Can you repeat the stretch from "The tags have" through "our primary findings." in the passage on arXiv subject tags, replacing "discontinued" with "retired"?

* **SOURCE**
--- begin ---
When uploading an article, the submitting author selects a main, primary tag identifying the core discipline, along with secondary tags if needed. In most cases, arXiv require authors who are submitting papers to a subject category for the first time to get an endorsement from an established arXiv author, as a quality control mechanism. The tags span 175 predefined subfields, such as Quantum Algebra (math.QA) or Signal Processing (eess.SP), all indicated on the website’s main page. There is a strong incentive for authors to select appropriate fields, as arXiv proposes a subscription service to a daily digest email system to automatically receive novel submitted articles containing a specific field tag. As such, the tag system is directly tied to a relevant audience for the publishing individual, incentivizing for an accurate self-report.

The tags have been mostly stable across the existence of the arXiv, but some tags have been discontinued in its early years, as the classification system evolved into broader categories and subcategories (see Fig. 1 of [48]). We find 14 such discontinued tags: “adap-org”, “alg-geom”, “chao-dyn”, “cmp-lg”, “comp-gas”, “solv-int”, “dg-ga”, “patt-sol”, “funct-an”, “q-alg”, “bayes-an”, “acc-phys”, “ao-sci” and “mtrl-th”. These tags constitute a minor portion of our dataset, with 7762 articles featuring at least one of them, accounting for 0.53% of the total articles analyzed. The impacted articles always contain at least one other tag that has not been discontinued. We therefore expect these changes to have a negligible impact on our primary findings.
--- end ---
* **RAW DATA**
--- begin ---
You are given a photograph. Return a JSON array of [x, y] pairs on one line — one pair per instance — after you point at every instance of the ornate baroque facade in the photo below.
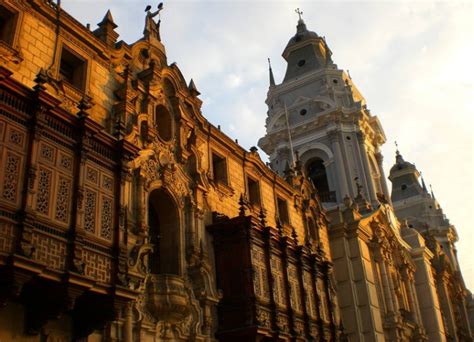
--- end ---
* **FINISHED ANSWER**
The tags have been mostly stable across the existence of the arXiv, but some tags have been retired in its early years, as the classification system evolved into broader categories and subcategories (see Fig. 1 of [48]). We find 14 such retired tags: “adap-org”, “alg-geom”, “chao-dyn”, “cmp-lg”, “comp-gas”, “solv-int”, “dg-ga”, “patt-sol”, “funct-an”, “q-alg”, “bayes-an”, “acc-phys”, “ao-sci” and “mtrl-th”. These tags constitute a minor portion of our dataset, with 7762 articles featuring at least one of them, accounting for 0.53% of the total articles analyzed. The impacted articles always contain at least one other tag that has not been retired. We therefore expect these changes to have a negligible impact on our primary findings.